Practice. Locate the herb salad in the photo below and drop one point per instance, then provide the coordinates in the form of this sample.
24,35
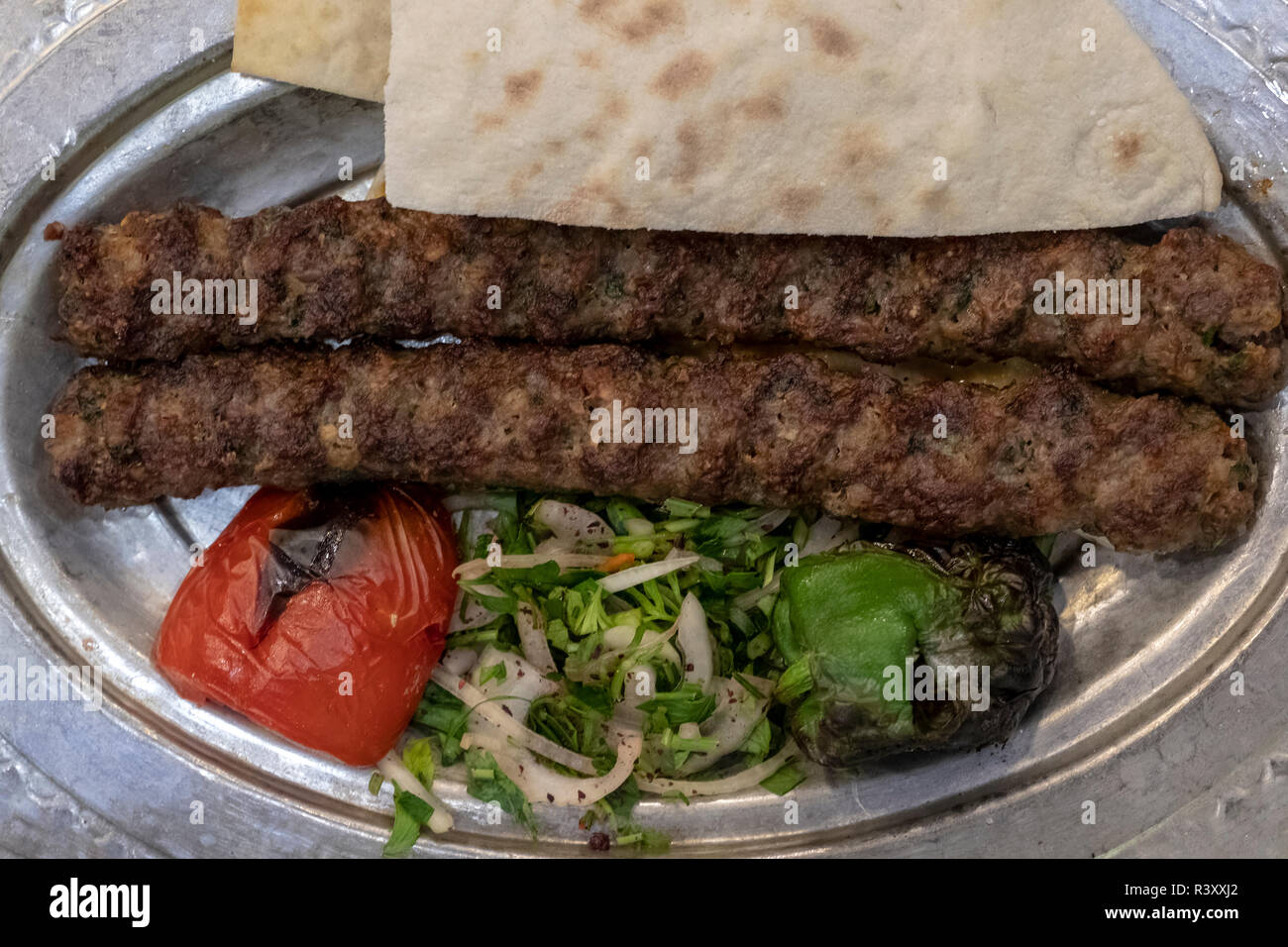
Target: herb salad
601,651
581,620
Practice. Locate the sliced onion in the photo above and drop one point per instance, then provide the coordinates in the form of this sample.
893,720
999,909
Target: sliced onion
747,779
627,711
638,575
532,638
735,716
393,768
542,785
460,660
511,728
522,684
695,642
477,569
574,525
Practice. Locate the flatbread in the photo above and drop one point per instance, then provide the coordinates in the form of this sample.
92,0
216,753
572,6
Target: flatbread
336,46
743,136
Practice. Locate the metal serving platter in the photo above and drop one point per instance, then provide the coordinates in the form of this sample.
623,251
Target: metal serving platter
134,102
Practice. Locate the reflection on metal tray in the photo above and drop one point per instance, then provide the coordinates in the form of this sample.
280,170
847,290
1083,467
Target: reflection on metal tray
1141,719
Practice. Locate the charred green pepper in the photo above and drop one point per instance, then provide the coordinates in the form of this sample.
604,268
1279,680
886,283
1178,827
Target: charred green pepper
896,648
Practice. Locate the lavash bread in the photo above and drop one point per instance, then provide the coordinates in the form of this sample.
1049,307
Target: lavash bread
336,46
743,136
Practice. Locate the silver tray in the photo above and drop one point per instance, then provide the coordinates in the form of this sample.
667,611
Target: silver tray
134,102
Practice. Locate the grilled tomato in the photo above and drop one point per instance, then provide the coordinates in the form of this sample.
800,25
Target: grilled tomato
318,613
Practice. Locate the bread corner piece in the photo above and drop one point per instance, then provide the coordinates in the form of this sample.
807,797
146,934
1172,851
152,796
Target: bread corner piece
335,46
790,116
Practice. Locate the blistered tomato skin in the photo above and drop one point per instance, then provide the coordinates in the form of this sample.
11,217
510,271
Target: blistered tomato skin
338,657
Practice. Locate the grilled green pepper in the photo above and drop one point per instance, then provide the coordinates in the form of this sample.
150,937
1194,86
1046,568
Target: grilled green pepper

--- --- ---

### DO THIS
Your task is to retype all the entries exactly and leave out any pictures.

### TASK RESPONSE
Practice. Locate the herb salad in the photo below and drop one point per instance, then provide the coordinates in the form of this sample.
24,35
Target: herb salad
601,651
581,620
Practice. Locate the sliced onion in the photo above and drop one point per instance, then provide the coordinates in the form of this sample.
893,720
999,909
Target: sliced onion
747,779
627,711
638,575
532,638
735,716
393,768
542,785
460,660
511,728
522,684
695,642
477,569
574,525
Practice. Locate the flatbread in the photo above and drop one point per instance, then provide the coordinates in the form of this sample.
92,0
216,753
572,6
Target: flatbread
336,46
743,136
Practice. Locate the metal serving platter in the photo above and drop one point per instance, then provide the coordinates in the form of this sample.
623,251
Target: metal serving platter
134,102
Practice. Locate the reflection on metal tray in the photo above and drop one point per instance, then provide the coordinates in the form of this sample.
280,170
847,290
1083,467
Target: reflection on metal tray
1141,719
Practice. Locate the charred green pepper in the photo above and drop one point per instance, then provide the coordinates in the form of this sample.
604,268
1279,680
886,283
1178,827
Target: charred green pepper
896,648
Practice. Locate the lavash bread in the photo above and drop one point per instance, then provide the coordinates in the form of this sample.
1049,307
Target: lavash bread
336,46
743,136
Practice. Locate the silver tray in the photo above and drop one point per instance, then provide the coordinates in the form of this sample.
667,611
Target: silver tray
134,102
Practice. Locate the grilled tomato in the photo above and drop one point per instance, then provide the coordinates in the form of this sample.
800,25
Target: grilled tomato
318,613
Practice. Locate the bread corner piece in the photo above and drop one point per instance, then provide the coordinates in the form of this sample.
807,797
146,934
1172,851
152,796
Target: bread corner piece
335,46
790,116
Practice. Locate the blistered tomato skin in the photo above and drop one point per instance, then provide the coordinates in the form of this sample.
11,217
510,271
Target: blistered tomato skin
338,657
Practice. Locate the grilled green pepper in the photo above and drop one point per instance, then provide the coordinates in the form of this sample.
150,937
1194,86
1046,568
Target: grilled green pepper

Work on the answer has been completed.